Task goal:
From the line containing "Give one point for each instance of the red" down to the last line of the records below, restate each line word for word and leave out the rest.

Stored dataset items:
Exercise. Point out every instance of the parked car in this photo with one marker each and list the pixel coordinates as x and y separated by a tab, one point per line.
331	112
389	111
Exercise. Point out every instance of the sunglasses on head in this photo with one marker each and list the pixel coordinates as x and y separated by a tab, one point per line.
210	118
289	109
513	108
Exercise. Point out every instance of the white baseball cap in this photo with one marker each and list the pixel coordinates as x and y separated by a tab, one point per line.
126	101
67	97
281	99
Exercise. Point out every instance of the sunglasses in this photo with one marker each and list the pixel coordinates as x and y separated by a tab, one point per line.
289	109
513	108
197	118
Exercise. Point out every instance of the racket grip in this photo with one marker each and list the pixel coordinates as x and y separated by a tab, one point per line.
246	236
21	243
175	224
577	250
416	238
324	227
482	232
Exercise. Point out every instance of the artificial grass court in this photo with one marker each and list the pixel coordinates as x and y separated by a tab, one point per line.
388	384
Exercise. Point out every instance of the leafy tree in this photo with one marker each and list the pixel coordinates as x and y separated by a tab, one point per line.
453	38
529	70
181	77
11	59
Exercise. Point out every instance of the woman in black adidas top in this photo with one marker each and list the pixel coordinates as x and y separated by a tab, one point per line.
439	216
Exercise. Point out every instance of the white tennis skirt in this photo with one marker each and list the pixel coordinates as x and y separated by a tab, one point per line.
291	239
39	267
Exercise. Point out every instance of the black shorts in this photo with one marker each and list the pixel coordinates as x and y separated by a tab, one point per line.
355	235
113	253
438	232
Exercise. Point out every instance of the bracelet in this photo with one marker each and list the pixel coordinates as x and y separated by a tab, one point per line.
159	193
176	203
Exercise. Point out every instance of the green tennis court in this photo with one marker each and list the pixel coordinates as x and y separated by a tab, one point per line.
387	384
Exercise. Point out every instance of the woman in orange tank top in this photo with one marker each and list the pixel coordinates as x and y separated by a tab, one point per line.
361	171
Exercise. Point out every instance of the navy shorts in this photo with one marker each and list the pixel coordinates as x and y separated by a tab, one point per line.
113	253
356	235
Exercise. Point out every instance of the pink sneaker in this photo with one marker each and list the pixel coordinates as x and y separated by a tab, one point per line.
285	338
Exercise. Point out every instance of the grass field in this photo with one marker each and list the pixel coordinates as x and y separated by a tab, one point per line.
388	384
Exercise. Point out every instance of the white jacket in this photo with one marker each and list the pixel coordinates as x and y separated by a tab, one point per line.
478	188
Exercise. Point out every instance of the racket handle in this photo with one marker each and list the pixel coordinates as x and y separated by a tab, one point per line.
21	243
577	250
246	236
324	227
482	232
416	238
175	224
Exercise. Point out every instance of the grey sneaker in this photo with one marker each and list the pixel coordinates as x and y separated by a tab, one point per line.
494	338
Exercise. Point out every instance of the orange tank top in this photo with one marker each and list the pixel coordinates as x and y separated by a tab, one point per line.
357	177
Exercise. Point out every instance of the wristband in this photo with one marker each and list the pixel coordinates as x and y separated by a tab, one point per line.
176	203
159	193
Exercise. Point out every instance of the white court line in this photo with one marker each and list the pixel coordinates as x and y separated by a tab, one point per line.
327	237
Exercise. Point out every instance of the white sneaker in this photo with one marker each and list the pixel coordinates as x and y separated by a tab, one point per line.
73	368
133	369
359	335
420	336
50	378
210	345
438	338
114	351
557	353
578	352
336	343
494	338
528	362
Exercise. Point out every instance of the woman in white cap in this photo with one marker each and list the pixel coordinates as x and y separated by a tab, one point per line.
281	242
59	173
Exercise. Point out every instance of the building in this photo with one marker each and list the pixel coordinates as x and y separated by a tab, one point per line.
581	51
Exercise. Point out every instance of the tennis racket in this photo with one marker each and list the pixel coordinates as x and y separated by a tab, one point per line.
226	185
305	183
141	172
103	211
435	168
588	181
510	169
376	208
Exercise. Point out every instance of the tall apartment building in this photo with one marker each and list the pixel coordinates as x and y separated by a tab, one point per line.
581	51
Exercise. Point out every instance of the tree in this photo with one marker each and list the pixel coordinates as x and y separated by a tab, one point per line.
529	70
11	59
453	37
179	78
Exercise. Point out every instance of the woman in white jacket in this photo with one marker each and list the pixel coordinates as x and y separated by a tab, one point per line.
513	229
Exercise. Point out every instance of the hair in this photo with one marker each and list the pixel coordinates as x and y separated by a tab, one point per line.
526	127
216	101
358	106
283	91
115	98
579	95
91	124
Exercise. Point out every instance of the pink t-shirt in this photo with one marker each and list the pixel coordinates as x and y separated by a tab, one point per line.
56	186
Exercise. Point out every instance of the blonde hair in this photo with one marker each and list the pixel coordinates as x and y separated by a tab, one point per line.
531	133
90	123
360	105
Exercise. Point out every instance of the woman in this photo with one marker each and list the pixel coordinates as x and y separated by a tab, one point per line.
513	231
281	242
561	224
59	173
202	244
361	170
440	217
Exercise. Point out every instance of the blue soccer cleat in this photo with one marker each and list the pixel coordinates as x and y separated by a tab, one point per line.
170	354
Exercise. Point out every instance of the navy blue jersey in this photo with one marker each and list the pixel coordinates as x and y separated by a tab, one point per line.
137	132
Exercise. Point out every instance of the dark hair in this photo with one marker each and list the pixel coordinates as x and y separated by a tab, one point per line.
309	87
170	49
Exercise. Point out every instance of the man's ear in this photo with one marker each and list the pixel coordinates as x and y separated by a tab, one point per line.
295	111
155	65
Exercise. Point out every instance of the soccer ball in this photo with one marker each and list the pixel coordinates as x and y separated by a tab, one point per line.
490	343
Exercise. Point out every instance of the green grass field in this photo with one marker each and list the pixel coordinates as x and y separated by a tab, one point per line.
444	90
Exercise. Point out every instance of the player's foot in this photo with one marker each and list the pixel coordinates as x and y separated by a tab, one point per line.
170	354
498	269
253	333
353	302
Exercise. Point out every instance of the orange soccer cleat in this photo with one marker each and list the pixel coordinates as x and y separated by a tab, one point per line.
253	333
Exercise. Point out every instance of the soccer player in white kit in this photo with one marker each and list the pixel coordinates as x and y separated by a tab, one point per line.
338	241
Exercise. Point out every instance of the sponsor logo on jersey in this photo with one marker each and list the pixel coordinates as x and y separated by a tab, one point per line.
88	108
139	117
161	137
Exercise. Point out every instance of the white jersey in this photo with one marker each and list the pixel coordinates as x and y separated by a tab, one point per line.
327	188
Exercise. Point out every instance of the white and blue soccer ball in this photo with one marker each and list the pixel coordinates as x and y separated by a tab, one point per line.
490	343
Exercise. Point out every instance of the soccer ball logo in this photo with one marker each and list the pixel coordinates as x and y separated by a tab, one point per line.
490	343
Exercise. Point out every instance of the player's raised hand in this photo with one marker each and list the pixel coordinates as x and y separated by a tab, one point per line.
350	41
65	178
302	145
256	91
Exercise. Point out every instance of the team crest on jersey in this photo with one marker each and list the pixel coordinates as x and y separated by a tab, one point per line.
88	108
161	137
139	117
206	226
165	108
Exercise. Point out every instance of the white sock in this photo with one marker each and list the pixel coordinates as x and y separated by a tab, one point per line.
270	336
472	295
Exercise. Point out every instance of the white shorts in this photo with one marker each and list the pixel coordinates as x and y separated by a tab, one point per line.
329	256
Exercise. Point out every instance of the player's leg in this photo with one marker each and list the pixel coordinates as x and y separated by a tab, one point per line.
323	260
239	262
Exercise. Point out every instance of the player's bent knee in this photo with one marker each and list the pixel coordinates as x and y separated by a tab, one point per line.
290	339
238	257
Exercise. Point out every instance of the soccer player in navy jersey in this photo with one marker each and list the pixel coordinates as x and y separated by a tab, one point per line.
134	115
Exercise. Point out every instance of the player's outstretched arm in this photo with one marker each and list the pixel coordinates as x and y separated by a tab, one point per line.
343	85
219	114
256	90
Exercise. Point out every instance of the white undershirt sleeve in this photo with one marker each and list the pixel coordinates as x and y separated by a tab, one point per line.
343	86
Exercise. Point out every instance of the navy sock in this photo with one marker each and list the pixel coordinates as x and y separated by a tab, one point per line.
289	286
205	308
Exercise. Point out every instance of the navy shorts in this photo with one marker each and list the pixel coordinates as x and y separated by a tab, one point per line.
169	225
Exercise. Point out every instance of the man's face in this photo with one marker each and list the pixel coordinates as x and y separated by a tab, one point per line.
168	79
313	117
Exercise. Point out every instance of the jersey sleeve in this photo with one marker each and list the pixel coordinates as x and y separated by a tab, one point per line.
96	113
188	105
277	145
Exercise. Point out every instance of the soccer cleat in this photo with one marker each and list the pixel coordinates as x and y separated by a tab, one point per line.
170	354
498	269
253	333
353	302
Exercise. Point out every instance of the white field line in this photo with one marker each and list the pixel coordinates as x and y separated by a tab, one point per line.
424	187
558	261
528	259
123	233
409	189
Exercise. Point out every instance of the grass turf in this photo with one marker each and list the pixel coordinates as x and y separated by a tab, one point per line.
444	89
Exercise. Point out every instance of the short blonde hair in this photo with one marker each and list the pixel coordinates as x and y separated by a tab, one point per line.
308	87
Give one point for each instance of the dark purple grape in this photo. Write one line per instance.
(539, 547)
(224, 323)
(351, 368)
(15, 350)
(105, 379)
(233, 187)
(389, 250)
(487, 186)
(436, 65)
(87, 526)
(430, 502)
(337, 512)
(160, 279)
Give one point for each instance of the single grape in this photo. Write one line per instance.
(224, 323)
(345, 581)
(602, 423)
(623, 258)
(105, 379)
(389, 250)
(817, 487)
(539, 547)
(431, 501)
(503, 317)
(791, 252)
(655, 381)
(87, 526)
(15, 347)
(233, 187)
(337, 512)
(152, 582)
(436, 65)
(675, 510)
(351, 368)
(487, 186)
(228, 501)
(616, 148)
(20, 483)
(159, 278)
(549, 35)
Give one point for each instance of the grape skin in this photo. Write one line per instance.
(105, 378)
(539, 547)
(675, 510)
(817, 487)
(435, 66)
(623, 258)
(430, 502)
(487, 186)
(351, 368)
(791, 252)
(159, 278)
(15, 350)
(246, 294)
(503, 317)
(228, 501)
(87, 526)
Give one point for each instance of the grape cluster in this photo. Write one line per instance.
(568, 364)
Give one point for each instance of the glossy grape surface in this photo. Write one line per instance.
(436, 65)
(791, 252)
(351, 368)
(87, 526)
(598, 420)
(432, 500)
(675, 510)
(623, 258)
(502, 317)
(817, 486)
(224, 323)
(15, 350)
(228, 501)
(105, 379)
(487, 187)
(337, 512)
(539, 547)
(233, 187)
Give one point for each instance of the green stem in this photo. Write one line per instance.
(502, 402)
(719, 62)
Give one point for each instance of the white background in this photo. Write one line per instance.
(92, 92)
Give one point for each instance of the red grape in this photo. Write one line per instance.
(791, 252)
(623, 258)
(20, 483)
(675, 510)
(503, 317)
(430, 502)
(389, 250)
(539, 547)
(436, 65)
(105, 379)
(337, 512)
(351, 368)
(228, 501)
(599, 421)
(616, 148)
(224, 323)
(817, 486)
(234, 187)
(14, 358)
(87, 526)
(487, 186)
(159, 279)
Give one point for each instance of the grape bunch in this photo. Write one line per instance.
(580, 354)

The answer:
Give one point for each instance of the red grape in this photo. Write one line per instance.
(791, 252)
(623, 258)
(20, 483)
(675, 510)
(503, 317)
(430, 502)
(389, 250)
(539, 547)
(436, 65)
(105, 379)
(337, 512)
(351, 368)
(228, 501)
(599, 421)
(616, 148)
(224, 323)
(817, 486)
(234, 187)
(14, 358)
(87, 526)
(487, 186)
(159, 279)
Give one point for each instance of the grape bunch in this photo. Write one line per instance.
(580, 354)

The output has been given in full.